[Records from a dataset]
# # #

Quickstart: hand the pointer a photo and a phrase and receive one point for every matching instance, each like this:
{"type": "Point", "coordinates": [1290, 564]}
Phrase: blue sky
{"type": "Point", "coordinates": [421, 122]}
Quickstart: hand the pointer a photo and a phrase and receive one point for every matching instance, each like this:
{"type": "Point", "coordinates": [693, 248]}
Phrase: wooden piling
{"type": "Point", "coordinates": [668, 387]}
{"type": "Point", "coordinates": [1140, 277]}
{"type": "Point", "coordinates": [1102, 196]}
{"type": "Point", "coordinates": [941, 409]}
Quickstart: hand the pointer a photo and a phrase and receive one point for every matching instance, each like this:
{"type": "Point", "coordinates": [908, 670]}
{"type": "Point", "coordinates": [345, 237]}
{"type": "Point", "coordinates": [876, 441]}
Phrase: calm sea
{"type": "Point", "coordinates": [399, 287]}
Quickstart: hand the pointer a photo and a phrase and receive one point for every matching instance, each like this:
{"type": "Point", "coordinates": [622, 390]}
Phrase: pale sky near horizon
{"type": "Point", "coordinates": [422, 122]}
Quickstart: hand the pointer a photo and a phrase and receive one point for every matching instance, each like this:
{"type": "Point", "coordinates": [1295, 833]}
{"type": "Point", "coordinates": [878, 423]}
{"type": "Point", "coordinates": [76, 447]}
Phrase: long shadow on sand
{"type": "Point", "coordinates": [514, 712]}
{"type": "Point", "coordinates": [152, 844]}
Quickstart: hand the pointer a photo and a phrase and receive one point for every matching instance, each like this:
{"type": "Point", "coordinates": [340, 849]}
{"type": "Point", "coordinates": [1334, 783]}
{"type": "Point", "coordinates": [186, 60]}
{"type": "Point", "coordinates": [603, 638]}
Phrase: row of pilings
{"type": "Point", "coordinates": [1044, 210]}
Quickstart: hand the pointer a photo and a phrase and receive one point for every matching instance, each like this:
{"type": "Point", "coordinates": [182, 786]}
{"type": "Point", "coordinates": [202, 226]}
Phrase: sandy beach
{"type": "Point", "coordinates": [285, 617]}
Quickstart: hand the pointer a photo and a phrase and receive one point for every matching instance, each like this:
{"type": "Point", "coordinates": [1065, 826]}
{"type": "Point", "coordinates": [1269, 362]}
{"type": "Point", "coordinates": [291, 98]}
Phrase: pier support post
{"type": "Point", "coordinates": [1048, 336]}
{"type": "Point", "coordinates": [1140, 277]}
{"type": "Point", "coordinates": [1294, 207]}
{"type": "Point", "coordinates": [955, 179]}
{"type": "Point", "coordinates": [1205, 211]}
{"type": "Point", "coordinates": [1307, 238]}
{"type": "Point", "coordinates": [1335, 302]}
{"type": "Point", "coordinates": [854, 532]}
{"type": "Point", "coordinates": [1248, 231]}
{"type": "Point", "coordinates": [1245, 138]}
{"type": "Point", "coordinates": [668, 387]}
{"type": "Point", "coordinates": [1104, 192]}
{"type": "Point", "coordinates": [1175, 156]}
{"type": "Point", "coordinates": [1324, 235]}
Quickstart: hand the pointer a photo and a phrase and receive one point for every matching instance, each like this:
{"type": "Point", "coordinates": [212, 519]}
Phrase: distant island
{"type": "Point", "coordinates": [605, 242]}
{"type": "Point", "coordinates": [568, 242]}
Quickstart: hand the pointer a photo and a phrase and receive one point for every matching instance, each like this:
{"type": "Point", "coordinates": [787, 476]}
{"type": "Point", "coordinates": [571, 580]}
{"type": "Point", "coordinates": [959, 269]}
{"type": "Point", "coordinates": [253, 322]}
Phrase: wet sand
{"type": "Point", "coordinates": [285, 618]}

# # #

Your goal: Repeat each record above precisely as written.

Response:
Quickstart: hand the pointer a photo and a phrase and receive one point for every matching instance, each like this:
{"type": "Point", "coordinates": [1290, 564]}
Phrase: blue sky
{"type": "Point", "coordinates": [421, 122]}
Quickstart: hand the pointer a photo and a phrase and receive one point for every matching instance, each like this:
{"type": "Point", "coordinates": [693, 248]}
Phrase: wooden piling
{"type": "Point", "coordinates": [668, 387]}
{"type": "Point", "coordinates": [1140, 277]}
{"type": "Point", "coordinates": [1102, 196]}
{"type": "Point", "coordinates": [941, 409]}
Quickstart: hand the pointer a photo and a phrase and receive one point for every matching instance, each like this:
{"type": "Point", "coordinates": [908, 670]}
{"type": "Point", "coordinates": [345, 237]}
{"type": "Point", "coordinates": [876, 441]}
Phrase: calm sea
{"type": "Point", "coordinates": [399, 287]}
Quickstart: hand the pointer a photo and a phrase and receive one point for every matching instance, each like this:
{"type": "Point", "coordinates": [622, 390]}
Phrase: pale sky near horizon
{"type": "Point", "coordinates": [422, 122]}
Quickstart: hand the pointer a photo and a phrase and receive one point for every matching instance, each like this:
{"type": "Point", "coordinates": [1295, 833]}
{"type": "Point", "coordinates": [878, 423]}
{"type": "Point", "coordinates": [76, 447]}
Phrase: long shadow on sand
{"type": "Point", "coordinates": [514, 712]}
{"type": "Point", "coordinates": [152, 844]}
Quickstart: hand the pointer a photo and a phrase and receive one point for every matching instance, each like this:
{"type": "Point", "coordinates": [340, 849]}
{"type": "Point", "coordinates": [1334, 783]}
{"type": "Point", "coordinates": [186, 60]}
{"type": "Point", "coordinates": [603, 638]}
Phrase: row of pilings
{"type": "Point", "coordinates": [1044, 210]}
Quickstart: hand the pointer a photo and a phrase and receive one point for every matching instance, each like this:
{"type": "Point", "coordinates": [182, 786]}
{"type": "Point", "coordinates": [202, 226]}
Phrase: sandy beach
{"type": "Point", "coordinates": [285, 617]}
Quickstart: hand the pointer a photo and a phrase and receive one point for every matching instance, each like this:
{"type": "Point", "coordinates": [1065, 826]}
{"type": "Point", "coordinates": [1269, 362]}
{"type": "Point", "coordinates": [291, 98]}
Phrase: pier support post
{"type": "Point", "coordinates": [1048, 336]}
{"type": "Point", "coordinates": [1140, 277]}
{"type": "Point", "coordinates": [1294, 207]}
{"type": "Point", "coordinates": [955, 179]}
{"type": "Point", "coordinates": [1205, 211]}
{"type": "Point", "coordinates": [1307, 238]}
{"type": "Point", "coordinates": [1335, 302]}
{"type": "Point", "coordinates": [854, 532]}
{"type": "Point", "coordinates": [1248, 231]}
{"type": "Point", "coordinates": [1245, 138]}
{"type": "Point", "coordinates": [668, 387]}
{"type": "Point", "coordinates": [1104, 192]}
{"type": "Point", "coordinates": [1175, 156]}
{"type": "Point", "coordinates": [1324, 235]}
Quickstart: hand the pointer a photo and a phrase and receive one point for every matching instance, each like this:
{"type": "Point", "coordinates": [212, 519]}
Phrase: distant island
{"type": "Point", "coordinates": [605, 242]}
{"type": "Point", "coordinates": [568, 242]}
Quickstart: hand the pointer a photo and a phrase and receive one point for every matching instance, each like this:
{"type": "Point", "coordinates": [787, 476]}
{"type": "Point", "coordinates": [571, 580]}
{"type": "Point", "coordinates": [959, 269]}
{"type": "Point", "coordinates": [253, 322]}
Phrase: wet sand
{"type": "Point", "coordinates": [285, 618]}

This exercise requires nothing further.